Aim of the exercise
The expected output is each entry, given again exactly.

—————

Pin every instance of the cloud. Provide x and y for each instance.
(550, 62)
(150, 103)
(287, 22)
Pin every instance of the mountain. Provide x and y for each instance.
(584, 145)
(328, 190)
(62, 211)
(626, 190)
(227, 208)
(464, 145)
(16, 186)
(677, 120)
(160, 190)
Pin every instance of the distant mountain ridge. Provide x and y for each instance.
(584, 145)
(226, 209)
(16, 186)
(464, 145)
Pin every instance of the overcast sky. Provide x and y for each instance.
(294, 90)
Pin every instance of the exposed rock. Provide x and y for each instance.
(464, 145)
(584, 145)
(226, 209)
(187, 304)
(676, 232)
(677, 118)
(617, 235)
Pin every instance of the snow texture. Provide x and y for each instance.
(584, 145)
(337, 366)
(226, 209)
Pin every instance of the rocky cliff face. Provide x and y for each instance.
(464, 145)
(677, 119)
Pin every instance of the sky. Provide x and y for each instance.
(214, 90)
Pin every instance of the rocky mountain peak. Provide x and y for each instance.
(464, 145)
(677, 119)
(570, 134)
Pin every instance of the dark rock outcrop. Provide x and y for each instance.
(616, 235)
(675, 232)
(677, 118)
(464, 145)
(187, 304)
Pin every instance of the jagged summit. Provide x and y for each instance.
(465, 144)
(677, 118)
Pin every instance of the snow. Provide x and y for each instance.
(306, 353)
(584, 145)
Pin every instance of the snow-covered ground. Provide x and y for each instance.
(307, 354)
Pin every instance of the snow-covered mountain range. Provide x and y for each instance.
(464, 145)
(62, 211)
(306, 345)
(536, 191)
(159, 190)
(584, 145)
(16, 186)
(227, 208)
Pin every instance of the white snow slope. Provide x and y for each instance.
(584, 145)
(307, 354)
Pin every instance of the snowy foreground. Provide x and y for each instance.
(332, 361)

—————

Result of this task
Pin every instance of the cloud. Provide x and y for each instance.
(550, 62)
(150, 103)
(287, 22)
Pin every instance of the mountain. Provide x and y for each instance.
(584, 145)
(328, 190)
(62, 211)
(626, 190)
(227, 208)
(464, 145)
(16, 186)
(677, 120)
(160, 190)
Pin every instance of the distant mountain ridge. Provide x and y for each instance.
(584, 145)
(226, 209)
(16, 186)
(464, 145)
Pin every instance of the overcast sky. Provide x and y for each instance.
(294, 90)
Pin every instance of the exposed rock. Provide x and y for each instance.
(464, 145)
(584, 145)
(226, 209)
(187, 304)
(676, 232)
(677, 118)
(617, 235)
Pin every instance of the snow texture. Provide x and y for each instance.
(584, 145)
(337, 366)
(226, 209)
Pin every instance of the rocky cliff face. Provide x and y for each instance.
(464, 145)
(677, 119)
Pin every instance of the sky. Provide x and y for each instance.
(214, 90)
Pin every instance of the rocky mountain peak. Provide x and y for each instance.
(464, 145)
(677, 119)
(570, 134)
Pin every instance of the dark rock outcrop. Provide x and y for each instance.
(616, 235)
(675, 232)
(677, 118)
(464, 145)
(187, 304)
Pin every instance of the jagged summit. Provide x and y for each instance.
(465, 144)
(677, 118)
Pin every instance of the snow. Provide x and y for each instance.
(306, 353)
(584, 145)
Pin every instance of the snow-covered ground. Provide x and y for each instance.
(307, 354)
Pin every instance of the snow-covered mountain range. Provide x and y for each instance.
(464, 145)
(62, 211)
(306, 345)
(536, 191)
(159, 190)
(584, 145)
(16, 186)
(227, 208)
Pin every instance of the white snow slope. Provide x and y for each instance.
(584, 145)
(307, 354)
Pin every instance of the snowy foreground. Provide x and y for each instance.
(332, 361)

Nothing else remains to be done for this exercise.